Activity: Gather every line from the entries below that includes "wall".
+ + + + +
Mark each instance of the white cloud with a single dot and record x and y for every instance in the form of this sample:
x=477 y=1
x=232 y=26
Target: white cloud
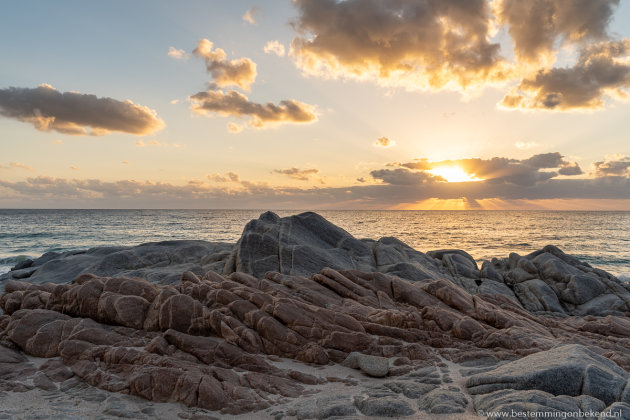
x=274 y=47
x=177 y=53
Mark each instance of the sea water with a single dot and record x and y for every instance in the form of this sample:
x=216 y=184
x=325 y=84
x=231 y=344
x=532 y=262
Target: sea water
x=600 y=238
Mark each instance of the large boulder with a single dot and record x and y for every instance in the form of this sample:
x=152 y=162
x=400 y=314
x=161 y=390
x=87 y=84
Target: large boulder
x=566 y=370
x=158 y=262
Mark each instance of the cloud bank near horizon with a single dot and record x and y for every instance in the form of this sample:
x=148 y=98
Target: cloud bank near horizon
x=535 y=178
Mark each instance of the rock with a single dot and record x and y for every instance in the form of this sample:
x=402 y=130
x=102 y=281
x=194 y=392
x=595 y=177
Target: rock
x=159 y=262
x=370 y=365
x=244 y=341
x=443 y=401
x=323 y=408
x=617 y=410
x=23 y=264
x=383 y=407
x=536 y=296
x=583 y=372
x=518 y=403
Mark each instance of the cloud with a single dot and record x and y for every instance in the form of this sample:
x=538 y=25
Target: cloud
+ + + + +
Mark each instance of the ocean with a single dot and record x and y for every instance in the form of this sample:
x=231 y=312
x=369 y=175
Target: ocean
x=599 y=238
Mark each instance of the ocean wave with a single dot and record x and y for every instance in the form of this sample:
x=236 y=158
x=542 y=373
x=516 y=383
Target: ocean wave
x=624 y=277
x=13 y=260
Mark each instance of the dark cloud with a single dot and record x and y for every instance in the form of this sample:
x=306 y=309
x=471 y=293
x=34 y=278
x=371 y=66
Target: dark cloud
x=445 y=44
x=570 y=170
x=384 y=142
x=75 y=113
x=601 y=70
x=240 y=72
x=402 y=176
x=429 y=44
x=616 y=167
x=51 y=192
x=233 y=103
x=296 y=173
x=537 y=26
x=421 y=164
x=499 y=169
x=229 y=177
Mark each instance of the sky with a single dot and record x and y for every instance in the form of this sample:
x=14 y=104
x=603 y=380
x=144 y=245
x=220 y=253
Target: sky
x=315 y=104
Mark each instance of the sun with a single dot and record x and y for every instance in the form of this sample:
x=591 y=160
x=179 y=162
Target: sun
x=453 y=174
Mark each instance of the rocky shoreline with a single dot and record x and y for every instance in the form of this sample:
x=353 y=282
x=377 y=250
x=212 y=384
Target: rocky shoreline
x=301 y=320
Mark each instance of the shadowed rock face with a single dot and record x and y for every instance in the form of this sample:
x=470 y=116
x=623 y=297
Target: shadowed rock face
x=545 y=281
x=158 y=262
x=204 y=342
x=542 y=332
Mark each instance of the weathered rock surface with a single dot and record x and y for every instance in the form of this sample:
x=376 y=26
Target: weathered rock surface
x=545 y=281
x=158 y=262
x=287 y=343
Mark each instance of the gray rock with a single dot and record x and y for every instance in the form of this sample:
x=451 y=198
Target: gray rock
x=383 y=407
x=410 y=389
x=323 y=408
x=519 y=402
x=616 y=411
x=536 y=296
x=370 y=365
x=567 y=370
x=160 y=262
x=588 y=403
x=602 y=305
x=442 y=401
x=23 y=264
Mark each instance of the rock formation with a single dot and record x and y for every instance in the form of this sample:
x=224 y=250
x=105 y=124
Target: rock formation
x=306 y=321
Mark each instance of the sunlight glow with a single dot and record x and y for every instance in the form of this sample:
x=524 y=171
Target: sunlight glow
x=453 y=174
+ + + + +
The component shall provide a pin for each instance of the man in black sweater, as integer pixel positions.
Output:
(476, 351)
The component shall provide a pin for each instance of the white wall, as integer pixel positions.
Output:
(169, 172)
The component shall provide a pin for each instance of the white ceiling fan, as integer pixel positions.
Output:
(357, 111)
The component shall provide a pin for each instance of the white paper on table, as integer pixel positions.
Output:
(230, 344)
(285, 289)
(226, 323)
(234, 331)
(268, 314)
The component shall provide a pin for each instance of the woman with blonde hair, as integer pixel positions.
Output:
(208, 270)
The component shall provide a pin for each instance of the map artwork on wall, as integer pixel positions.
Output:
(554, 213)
+ + + + +
Your solution:
The component shall provide a pin for each instance of the white wall, as integer pixel positions.
The component shall provide a pin for each instance of the map artwork on wall, as integer pixel positions.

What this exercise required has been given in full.